> **Directions**
Revise the rows below by replacing "simplified polygon" with "closed polygon" and leaving all other text unchanged. Omit the pictures from your version.

----- Data rows

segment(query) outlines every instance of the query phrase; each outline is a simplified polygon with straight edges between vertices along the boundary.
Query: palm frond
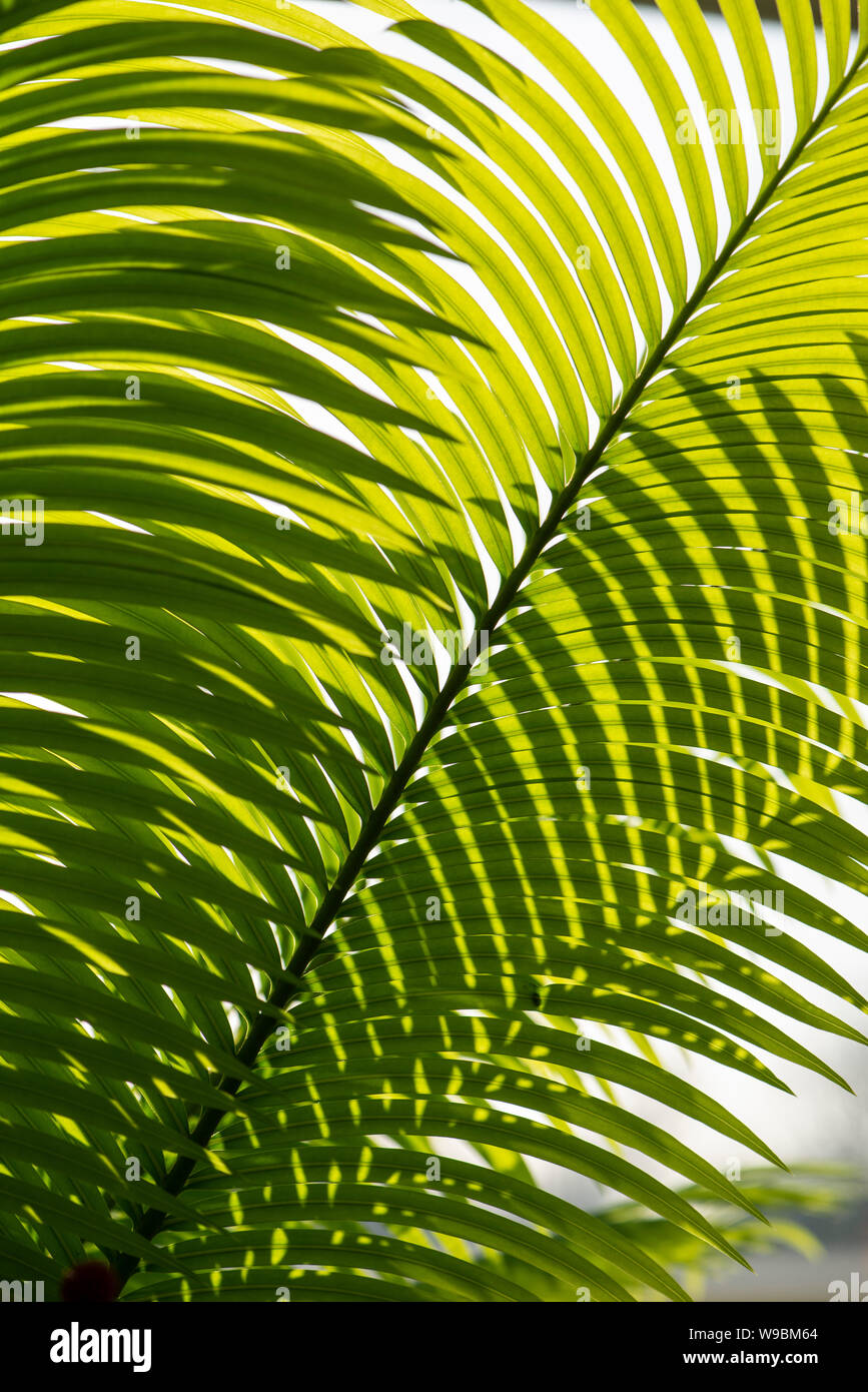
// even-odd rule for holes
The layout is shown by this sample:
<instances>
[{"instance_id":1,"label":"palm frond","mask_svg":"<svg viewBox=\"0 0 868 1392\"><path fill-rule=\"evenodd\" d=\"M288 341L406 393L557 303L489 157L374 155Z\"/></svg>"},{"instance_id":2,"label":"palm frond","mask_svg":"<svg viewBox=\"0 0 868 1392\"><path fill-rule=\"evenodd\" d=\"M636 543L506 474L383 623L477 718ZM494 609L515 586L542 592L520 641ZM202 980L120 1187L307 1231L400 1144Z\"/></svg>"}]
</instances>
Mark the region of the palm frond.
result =
<instances>
[{"instance_id":1,"label":"palm frond","mask_svg":"<svg viewBox=\"0 0 868 1392\"><path fill-rule=\"evenodd\" d=\"M786 1090L843 1083L803 1026L862 1038L805 871L867 888L865 13L822 6L823 70L782 7L780 152L682 139L638 13L588 15L676 192L519 0L371 4L395 57L223 8L3 10L3 490L45 523L0 546L3 1263L687 1299L536 1166L743 1261L700 1196L761 1199L643 1107L780 1161L668 1047Z\"/></svg>"}]
</instances>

----------

> **Correct response**
segment(query) outlines every instance of the query phrase; each outline is a closed polygon with straight edges between vertices along the boundary.
Query: palm frond
// even-odd rule for holes
The layout is shown by this sample:
<instances>
[{"instance_id":1,"label":"palm frond","mask_svg":"<svg viewBox=\"0 0 868 1392\"><path fill-rule=\"evenodd\" d=\"M288 341L406 393L557 303L489 157L374 155Z\"/></svg>"},{"instance_id":2,"label":"palm frond","mask_svg":"<svg viewBox=\"0 0 868 1392\"><path fill-rule=\"evenodd\" d=\"M636 543L506 474L383 623L477 718ZM494 609L515 586L542 592L520 641ZM202 980L120 1187L307 1231L400 1144Z\"/></svg>"}]
</instances>
Mark the region of the palm frond.
result =
<instances>
[{"instance_id":1,"label":"palm frond","mask_svg":"<svg viewBox=\"0 0 868 1392\"><path fill-rule=\"evenodd\" d=\"M786 1090L843 1083L803 1026L862 1038L805 871L867 888L865 13L822 6L823 70L782 7L780 152L682 139L638 13L588 15L676 192L519 0L371 4L395 57L223 8L3 10L3 490L45 523L0 546L3 1263L687 1299L536 1166L743 1261L700 1196L761 1199L643 1107L780 1161L668 1047Z\"/></svg>"}]
</instances>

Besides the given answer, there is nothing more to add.